RECORDS SUPPLIED
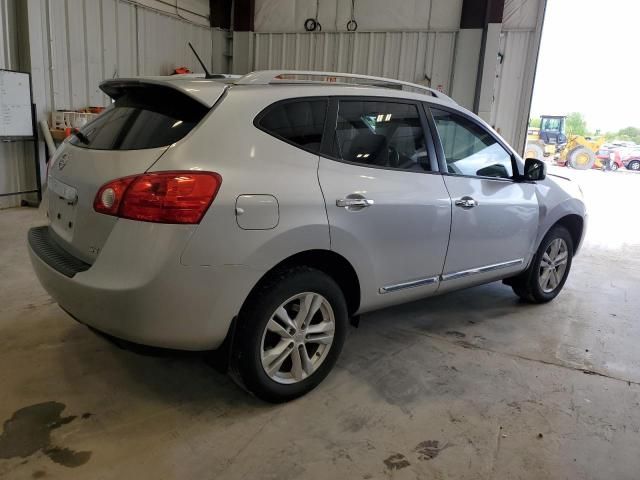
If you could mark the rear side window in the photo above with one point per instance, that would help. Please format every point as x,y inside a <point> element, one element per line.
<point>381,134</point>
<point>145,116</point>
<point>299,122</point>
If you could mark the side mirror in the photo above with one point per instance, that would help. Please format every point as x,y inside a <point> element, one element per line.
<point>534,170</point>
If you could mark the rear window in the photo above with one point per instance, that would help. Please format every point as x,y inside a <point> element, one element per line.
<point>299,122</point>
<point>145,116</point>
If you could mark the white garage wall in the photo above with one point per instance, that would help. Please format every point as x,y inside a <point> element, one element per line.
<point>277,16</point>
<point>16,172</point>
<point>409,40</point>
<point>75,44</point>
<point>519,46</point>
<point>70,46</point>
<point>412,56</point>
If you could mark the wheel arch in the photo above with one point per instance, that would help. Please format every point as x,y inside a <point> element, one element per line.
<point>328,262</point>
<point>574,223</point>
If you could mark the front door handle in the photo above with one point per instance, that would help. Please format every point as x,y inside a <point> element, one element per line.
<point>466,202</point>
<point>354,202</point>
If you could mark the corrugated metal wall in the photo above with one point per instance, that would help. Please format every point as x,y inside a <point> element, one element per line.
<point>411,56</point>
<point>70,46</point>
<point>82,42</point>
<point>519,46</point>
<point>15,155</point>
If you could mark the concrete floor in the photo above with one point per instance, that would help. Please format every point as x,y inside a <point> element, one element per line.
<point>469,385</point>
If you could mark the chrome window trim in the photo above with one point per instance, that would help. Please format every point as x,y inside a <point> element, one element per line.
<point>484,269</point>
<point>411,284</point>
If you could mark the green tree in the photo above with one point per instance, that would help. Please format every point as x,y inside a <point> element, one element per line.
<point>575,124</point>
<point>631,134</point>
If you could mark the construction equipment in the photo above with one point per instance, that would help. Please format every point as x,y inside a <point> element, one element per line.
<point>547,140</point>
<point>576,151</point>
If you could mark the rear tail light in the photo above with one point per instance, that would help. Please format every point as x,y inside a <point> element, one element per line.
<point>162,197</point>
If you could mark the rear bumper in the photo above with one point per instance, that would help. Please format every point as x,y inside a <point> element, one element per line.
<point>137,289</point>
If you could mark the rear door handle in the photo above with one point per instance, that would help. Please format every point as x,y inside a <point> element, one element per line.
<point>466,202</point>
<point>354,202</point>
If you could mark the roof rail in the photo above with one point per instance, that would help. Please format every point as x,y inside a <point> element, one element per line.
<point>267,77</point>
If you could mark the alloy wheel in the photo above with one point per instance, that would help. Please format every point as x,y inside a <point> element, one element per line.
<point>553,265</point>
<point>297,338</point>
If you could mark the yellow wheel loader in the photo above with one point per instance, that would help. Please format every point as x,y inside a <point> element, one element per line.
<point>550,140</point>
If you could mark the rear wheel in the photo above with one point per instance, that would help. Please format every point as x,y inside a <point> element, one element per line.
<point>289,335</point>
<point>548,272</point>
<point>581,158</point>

WHAT YOU WILL DO
Keep each line of the records exactly as it is while transcribing them, but leave the images behind.

ANSWER
If you could mark the rear side window in the photo above with one point per instance, that would help. Please format every point as x,y inside a <point> element, one element per line.
<point>381,134</point>
<point>145,116</point>
<point>299,122</point>
If you could mark the side mirror in the photo above with one point per instance, that would help. Please format every point as x,y inside a <point> element, one element per line.
<point>534,170</point>
If you could mark the rear window in the photo above with one point per instance, that would help. Please format every point as x,y inside a <point> element, one element per line.
<point>299,122</point>
<point>145,116</point>
If you could mark the white garage wall in the photo above with one point per instance, that would help. Please format every point as x,y inside a <point> element, one element per line.
<point>277,16</point>
<point>16,172</point>
<point>409,40</point>
<point>75,44</point>
<point>519,46</point>
<point>70,46</point>
<point>412,56</point>
If you could mark the wheel arch in the photo above with one point per instance, that would help. Please format every point as x,y inside a <point> element, one element per line.
<point>328,262</point>
<point>574,223</point>
If you could mark the front door handle in the photo above with one point per instance, that would help. Please format every point as x,y inside a <point> element, one element per line.
<point>466,202</point>
<point>354,202</point>
If you could mark the corrugated metal wall in the photo above with one point per instance, that would help. Please format every point as x,y inside a <point> element, one element per line.
<point>411,56</point>
<point>70,46</point>
<point>82,42</point>
<point>519,46</point>
<point>15,155</point>
If you could mark the concrete floor in the photo above with one point per instance, that would help. Please format every point as x,y inside a <point> element, one element per line.
<point>469,385</point>
If you could mark the chrome window trim in the photo above with one point per instance, that would help. Please format every point as x,y inside a <point> element, one element per line.
<point>484,269</point>
<point>411,284</point>
If you could mark the green tree in the photo above with one point per instance, that would help. Please format every point as x,y inside a <point> element, one element per line.
<point>575,124</point>
<point>631,134</point>
If you could mark the construction equipment in the photo above with one point per instance, that would help. Please format every point as x,y inside a <point> element, one element per line.
<point>547,140</point>
<point>576,151</point>
If you could mark the rear tail light in the photo above with one point per instance, that would help. Please format every point as x,y inside a <point> element, one element per line.
<point>162,197</point>
If you could mark the rear bumper in the photo above with one point per instance, that would help. Please format every point as x,y inside a <point> element, one element per line.
<point>137,289</point>
If you could mark the rear door handle in the photo above with one point per instance, that would help. Please format every point as x,y inside a <point> element, one element per line.
<point>466,202</point>
<point>354,202</point>
If you could mark the roof rail in the photo above with one point per instance, that would help. Please format every point as x,y inside a <point> element, one element per line.
<point>267,77</point>
If you could mark the alloy wheel in the photo above with one point per instance, that would help. Please format every point as x,y inside a <point> element, one element per line.
<point>553,265</point>
<point>297,338</point>
If you could mark the yellow wheel loader in the photo above with one point per instance, that would help. Please format every point as x,y inside a <point> element, one element per line.
<point>550,140</point>
If you could mark the rear wheel in the photo above with one point per instance, that would help. Please format every point as x,y inside a <point> element, one element per line.
<point>289,335</point>
<point>548,272</point>
<point>581,158</point>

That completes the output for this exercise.